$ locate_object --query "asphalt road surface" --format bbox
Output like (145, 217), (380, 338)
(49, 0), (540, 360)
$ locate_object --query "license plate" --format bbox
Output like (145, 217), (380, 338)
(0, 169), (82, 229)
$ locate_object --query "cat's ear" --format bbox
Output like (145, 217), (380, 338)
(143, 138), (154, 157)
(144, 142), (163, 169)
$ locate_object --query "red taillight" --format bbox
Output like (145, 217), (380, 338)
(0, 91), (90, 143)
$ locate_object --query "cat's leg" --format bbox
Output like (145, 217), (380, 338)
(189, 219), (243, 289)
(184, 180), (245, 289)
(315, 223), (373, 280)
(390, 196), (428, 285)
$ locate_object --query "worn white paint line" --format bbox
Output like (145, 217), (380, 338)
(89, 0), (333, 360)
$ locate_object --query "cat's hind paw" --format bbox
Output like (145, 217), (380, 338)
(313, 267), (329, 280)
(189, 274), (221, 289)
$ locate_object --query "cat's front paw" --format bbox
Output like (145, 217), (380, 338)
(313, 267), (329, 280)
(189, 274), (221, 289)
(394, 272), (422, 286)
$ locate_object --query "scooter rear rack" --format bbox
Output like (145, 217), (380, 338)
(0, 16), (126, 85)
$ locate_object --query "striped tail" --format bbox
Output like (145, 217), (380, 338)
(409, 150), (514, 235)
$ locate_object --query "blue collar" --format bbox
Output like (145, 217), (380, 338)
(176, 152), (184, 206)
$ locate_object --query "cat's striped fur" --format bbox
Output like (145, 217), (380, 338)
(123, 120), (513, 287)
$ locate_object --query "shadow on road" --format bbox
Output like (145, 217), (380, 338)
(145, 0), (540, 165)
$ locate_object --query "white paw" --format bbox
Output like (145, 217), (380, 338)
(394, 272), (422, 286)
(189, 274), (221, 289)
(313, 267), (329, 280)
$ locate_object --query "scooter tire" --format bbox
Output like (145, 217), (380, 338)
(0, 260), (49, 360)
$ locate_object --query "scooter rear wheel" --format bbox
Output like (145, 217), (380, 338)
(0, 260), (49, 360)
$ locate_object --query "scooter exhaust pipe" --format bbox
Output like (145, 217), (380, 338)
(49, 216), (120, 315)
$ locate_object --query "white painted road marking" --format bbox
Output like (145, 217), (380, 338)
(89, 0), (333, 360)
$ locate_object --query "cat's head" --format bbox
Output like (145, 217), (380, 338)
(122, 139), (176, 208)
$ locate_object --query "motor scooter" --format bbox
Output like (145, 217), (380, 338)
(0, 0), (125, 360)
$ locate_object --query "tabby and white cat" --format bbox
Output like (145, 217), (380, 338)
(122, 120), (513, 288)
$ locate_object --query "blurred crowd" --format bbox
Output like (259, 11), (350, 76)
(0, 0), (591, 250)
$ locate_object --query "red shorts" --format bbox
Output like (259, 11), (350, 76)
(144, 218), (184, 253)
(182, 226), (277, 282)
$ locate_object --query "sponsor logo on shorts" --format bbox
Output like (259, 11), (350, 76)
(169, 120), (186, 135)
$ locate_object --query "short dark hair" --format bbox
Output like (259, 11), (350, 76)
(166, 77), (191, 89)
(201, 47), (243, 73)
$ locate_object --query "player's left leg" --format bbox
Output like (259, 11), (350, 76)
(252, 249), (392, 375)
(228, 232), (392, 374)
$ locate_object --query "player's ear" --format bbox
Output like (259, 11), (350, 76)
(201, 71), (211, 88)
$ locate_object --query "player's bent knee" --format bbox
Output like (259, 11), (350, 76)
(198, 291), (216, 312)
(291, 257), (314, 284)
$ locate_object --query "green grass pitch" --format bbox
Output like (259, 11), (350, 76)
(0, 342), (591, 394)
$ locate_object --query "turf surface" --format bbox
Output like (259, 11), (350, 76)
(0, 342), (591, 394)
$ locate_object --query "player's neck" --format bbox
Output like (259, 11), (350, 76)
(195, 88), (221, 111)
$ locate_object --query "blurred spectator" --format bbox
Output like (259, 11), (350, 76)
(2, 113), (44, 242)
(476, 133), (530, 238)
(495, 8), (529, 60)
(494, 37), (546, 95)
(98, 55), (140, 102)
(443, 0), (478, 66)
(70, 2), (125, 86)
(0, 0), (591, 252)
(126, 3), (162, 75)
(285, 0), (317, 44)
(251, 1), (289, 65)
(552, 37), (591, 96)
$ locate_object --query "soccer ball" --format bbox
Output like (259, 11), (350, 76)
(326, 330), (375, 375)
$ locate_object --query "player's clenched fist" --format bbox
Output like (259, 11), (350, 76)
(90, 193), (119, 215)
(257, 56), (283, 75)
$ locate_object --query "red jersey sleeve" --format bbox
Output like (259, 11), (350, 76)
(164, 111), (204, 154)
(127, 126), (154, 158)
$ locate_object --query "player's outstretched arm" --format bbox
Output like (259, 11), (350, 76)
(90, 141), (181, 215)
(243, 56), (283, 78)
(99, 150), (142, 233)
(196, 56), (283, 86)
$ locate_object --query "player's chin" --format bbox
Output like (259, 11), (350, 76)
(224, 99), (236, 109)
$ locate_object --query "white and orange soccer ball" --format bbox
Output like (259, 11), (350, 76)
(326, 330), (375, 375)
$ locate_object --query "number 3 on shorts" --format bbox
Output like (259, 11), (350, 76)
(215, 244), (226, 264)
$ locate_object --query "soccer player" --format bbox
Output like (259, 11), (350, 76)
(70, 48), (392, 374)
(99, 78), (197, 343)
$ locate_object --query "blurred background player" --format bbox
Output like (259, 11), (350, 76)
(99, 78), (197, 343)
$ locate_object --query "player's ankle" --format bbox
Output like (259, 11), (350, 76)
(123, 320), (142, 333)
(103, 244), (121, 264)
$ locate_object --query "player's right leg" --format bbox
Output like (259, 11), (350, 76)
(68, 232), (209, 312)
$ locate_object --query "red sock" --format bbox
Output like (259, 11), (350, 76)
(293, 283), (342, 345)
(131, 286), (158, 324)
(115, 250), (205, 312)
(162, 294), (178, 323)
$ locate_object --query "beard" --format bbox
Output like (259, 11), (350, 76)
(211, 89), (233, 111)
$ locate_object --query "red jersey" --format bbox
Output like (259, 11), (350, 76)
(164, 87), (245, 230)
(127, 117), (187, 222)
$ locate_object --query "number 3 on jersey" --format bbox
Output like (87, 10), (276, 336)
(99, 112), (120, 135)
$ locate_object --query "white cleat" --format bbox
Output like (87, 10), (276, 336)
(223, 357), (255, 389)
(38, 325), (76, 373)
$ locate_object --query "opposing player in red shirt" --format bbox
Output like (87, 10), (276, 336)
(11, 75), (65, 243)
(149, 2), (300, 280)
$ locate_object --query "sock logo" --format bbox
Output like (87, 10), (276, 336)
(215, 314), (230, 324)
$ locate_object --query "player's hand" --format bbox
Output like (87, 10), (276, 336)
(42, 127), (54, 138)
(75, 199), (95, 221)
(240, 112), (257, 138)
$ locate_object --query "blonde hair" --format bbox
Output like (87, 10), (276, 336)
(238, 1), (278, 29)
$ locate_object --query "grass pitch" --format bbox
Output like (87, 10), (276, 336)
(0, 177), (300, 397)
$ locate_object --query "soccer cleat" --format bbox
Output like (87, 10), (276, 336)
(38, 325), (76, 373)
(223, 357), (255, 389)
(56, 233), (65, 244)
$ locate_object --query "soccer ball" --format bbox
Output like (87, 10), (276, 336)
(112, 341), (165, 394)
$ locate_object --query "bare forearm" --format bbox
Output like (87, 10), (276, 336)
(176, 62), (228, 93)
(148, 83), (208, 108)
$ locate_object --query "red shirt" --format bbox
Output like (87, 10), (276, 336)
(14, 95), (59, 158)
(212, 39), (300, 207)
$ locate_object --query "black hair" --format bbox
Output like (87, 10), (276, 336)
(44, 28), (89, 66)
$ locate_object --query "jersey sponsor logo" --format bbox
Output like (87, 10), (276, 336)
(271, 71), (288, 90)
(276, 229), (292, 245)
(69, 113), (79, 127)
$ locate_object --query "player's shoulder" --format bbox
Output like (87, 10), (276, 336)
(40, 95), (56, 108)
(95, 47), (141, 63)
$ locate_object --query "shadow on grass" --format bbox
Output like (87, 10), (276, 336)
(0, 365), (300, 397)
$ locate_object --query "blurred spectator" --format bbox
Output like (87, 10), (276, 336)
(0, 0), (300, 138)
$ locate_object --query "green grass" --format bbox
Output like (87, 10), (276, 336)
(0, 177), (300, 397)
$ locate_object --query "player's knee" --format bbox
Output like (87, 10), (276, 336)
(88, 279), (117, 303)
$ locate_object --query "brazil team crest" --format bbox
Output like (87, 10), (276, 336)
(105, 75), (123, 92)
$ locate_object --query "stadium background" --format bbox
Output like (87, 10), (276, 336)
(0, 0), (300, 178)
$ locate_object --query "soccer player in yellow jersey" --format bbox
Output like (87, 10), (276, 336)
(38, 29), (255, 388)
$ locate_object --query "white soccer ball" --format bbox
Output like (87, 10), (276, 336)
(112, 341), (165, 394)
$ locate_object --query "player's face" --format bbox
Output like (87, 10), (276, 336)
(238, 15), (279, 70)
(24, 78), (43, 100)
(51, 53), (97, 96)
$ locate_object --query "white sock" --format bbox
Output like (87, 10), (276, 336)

▬▬▬▬▬▬

- _Given task_: Leave out every line before the one containing "player in yellow"; set down that line and all remaining lines of the material exactly.

- _Correct answer_:
$ locate_object --query "soccer player in yellow jersey" --format bbox
Output like (87, 10), (276, 336)
(38, 29), (255, 388)
$ locate_object --query "white soccer ball" --format bbox
Output like (87, 10), (276, 336)
(112, 341), (165, 394)
$ locate_object --query "player's face" --format bbox
Output like (87, 10), (276, 336)
(238, 15), (279, 70)
(24, 78), (43, 100)
(51, 53), (97, 96)
$ locate_object --query "white sock" --format bbox
Output like (87, 10), (276, 336)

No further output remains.